═══ Document section
The "Placebo effect": Does it work?

November 23, 2010

In response to the Nov. 2010 Regulatory & Legal column ["A question of ethics: When to lie?"] written by Kenneth R. Baker, BS Pharm, JD, this blog discusses the "Placebo Effect."

Editors note: This blog was submitted as a letter to

Drug Topics

in response to a Regulatory & Legal column ["A question of ethics: When to lie?"] written by Kenneth R. Baker, BS Pharm, JD, and published in the Nov. 2010 issue.

We welcome your thoughts on this subject. If you’d like your response posted online, please e-mail it to cphillis@advanstar.com. (Be sure to include your title and city/state.) Drug Topics will post as many responses as possible.

As Richard Kradin stated in his 2008 book, The Placebo Response and Unconscious Healing (2008), current medical practice is “swimming in a sea of placebos and no one is the wiser for it.”1

Did the videos that [Ken Baker’s] students viewed report that over half of all doctors in the United States prescribe placebos?
══════
Task requirements:
Reproduce the placebo blog post word for word, starting at "Editors note: This" and ending at "States prescribe placebos?". Work only from the placebo blog post.
═══ Given entries
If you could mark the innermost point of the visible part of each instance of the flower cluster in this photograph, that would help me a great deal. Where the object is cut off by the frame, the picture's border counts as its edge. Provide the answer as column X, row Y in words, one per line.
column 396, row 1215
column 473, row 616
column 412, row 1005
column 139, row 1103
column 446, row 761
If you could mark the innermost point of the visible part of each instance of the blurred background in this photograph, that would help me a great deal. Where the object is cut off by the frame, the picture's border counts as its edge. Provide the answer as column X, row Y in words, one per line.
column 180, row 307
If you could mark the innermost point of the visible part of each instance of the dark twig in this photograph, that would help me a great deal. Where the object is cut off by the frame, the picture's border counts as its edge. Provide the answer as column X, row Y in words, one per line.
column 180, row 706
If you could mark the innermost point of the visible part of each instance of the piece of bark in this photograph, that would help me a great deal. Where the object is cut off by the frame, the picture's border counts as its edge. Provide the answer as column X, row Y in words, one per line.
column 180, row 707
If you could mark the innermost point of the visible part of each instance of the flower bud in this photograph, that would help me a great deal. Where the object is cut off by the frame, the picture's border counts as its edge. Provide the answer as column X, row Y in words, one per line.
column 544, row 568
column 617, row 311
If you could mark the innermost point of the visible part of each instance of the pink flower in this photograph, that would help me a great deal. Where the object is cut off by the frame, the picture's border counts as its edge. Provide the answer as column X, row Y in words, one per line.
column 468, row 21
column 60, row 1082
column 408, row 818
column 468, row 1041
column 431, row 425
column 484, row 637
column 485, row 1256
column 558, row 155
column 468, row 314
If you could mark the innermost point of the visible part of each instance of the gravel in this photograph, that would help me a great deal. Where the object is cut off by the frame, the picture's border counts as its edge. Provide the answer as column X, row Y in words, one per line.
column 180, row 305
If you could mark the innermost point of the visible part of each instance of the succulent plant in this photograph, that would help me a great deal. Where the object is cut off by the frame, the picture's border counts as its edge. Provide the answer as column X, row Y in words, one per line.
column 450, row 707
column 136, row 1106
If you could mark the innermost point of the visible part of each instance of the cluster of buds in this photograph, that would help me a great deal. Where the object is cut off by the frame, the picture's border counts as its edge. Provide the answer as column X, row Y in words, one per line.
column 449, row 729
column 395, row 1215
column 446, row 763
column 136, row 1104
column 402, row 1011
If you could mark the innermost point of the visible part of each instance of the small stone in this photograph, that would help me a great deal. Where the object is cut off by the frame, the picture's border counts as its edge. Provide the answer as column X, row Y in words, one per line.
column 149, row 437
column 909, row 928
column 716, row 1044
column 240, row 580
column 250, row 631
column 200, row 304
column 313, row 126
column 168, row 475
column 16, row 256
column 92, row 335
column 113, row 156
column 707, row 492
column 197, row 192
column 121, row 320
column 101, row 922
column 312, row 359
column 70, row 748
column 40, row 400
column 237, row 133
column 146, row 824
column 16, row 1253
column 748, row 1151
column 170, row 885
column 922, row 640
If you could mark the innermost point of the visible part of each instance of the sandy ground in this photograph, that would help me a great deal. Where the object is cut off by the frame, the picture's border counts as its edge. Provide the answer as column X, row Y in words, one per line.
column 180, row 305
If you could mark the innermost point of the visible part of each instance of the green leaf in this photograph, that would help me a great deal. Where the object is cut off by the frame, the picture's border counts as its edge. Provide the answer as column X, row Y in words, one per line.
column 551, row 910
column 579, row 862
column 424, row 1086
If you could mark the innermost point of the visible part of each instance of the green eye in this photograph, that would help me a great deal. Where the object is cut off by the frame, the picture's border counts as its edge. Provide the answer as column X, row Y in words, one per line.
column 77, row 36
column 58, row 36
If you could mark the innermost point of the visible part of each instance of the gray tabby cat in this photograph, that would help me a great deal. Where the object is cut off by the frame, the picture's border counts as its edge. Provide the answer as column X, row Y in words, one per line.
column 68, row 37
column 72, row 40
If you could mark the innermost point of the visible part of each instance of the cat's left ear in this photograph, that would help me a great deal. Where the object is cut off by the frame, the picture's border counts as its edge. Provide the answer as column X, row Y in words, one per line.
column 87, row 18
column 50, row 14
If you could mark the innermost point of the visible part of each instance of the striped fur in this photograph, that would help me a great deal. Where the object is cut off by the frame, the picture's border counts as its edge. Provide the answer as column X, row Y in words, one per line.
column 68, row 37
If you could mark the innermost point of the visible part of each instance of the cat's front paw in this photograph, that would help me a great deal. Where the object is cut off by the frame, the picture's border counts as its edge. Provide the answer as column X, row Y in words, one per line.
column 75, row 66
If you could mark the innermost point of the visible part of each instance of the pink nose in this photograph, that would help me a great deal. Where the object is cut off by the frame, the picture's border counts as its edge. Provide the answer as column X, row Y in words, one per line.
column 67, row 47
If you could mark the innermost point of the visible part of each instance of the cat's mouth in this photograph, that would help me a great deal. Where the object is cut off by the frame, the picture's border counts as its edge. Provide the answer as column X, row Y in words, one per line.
══════
Response for this exercise:
Editors note: This blog was submitted as a letter to

Drug Topics

in response to a Regulatory & Legal column ["A question of ethics: When to lie?"] written by Kenneth R. Baker, BS Pharm, JD, and published in the Nov. 2010 issue.

We welcome your thoughts on this subject. If you’d like your response posted online, please e-mail it to cphillis@advanstar.com. (Be sure to include your title and city/state.) Drug Topics will post as many responses as possible.

As Richard Kradin stated in his 2008 book, The Placebo Response and Unconscious Healing (2008), current medical practice is “swimming in a sea of placebos and no one is the wiser for it.”1

Did the videos that [Ken Baker’s] students viewed report that over half of all doctors in the United States prescribe placebos?